▶ [SUPPLIED DATA]:
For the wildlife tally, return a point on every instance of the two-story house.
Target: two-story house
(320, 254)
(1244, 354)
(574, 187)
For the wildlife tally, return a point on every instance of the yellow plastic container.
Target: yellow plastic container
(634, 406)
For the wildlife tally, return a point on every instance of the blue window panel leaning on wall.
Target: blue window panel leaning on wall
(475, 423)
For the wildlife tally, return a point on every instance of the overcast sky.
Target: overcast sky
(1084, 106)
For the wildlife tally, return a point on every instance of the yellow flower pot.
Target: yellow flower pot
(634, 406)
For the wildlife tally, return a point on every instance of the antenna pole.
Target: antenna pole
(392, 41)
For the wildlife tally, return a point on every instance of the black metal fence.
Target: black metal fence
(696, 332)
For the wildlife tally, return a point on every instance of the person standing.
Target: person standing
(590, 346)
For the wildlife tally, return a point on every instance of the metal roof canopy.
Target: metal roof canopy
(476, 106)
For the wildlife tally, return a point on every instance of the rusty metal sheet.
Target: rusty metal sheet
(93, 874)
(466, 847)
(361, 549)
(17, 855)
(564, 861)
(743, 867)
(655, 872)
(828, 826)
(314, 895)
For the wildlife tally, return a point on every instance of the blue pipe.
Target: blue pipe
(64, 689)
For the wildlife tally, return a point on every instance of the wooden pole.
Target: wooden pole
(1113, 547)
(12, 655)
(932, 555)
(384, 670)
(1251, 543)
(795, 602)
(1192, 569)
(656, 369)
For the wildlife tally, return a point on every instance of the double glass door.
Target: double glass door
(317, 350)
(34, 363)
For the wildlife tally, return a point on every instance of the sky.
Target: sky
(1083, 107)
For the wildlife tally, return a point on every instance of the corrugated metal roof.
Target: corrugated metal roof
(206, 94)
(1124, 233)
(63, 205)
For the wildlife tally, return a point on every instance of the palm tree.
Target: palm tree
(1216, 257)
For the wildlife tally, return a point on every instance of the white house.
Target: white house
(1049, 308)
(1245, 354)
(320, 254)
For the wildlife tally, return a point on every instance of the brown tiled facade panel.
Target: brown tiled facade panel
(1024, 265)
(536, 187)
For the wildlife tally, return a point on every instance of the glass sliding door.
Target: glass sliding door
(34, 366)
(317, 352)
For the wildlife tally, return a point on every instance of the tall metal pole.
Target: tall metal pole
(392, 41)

▶ [WHAT IS REQUIRED]: Print every line of the records exactly. Omit nothing.

▶ [CORRECT OUTPUT]:
For the wildlife tally, return a point on every instance of the two-story house.
Target: two-story house
(320, 254)
(1244, 354)
(574, 187)
For the wildlife tally, return a point on every instance of the yellow plastic container.
Target: yellow plastic container
(634, 406)
For the wildlife tally, return a point on every instance of the blue window panel leaning on wall.
Target: blue window panel leaning on wall
(475, 423)
For the wildlife tally, return a point on every instance of the overcast sky.
Target: overcast sky
(1084, 106)
For the wildlife tally, return a point on every instance of the yellow flower pot.
Target: yellow flower pot
(634, 406)
For the wildlife tally, return a point on every instance of the antenna pole.
Target: antenna pole
(392, 41)
For the wildlife tally, return a point on every instance of the black metal fence.
Target: black metal fence
(696, 332)
For the wildlife tally, return a point on every instance of the person standing.
Target: person standing
(590, 346)
For the wildlife tally, return a point on every instance of the metal roof canopy.
Target: metal roof canopy
(476, 106)
For the wildlife tally, return a point on every instance of the rusty metal sheet.
Target: rusty metal sheet
(93, 874)
(466, 847)
(361, 549)
(17, 855)
(564, 861)
(743, 867)
(655, 872)
(828, 826)
(314, 895)
For the wildlife tally, return a point on every instance of the blue pipe.
Target: blue pipe
(64, 689)
For the wildlife tally, return a point on every instance of the wooden pole.
Target: wooden pole
(1113, 547)
(12, 655)
(932, 555)
(384, 670)
(1251, 543)
(795, 602)
(1192, 569)
(656, 369)
For the wildlife tally, return a point on every instance of the double glass door.
Target: double glass door
(317, 350)
(34, 363)
For the wildlife tally, return a point on every instance of the sky.
Target: sky
(1083, 107)
For the wildlife tally, return a point on every instance of the corrugated metal roof.
Target: corrugated metal roof
(206, 94)
(1124, 233)
(63, 205)
For the wildlife tally, return a point on every instance of the palm tree.
Target: palm tree
(1216, 257)
For the wildlife tally, return a point on every instance of the white house.
Target: white house
(1049, 308)
(1245, 354)
(320, 254)
For the wildlife tally, return a point on every instance of the brown tiled facade panel.
Target: brown tiled facade panel
(1024, 265)
(536, 187)
For the wildlife tally, return a point on every instance of the glass sliding door.
Target: glass sliding door
(34, 366)
(317, 352)
For the wildlife tally, return a point on every instance of the tall metal pole.
Target: tall metal pole
(392, 41)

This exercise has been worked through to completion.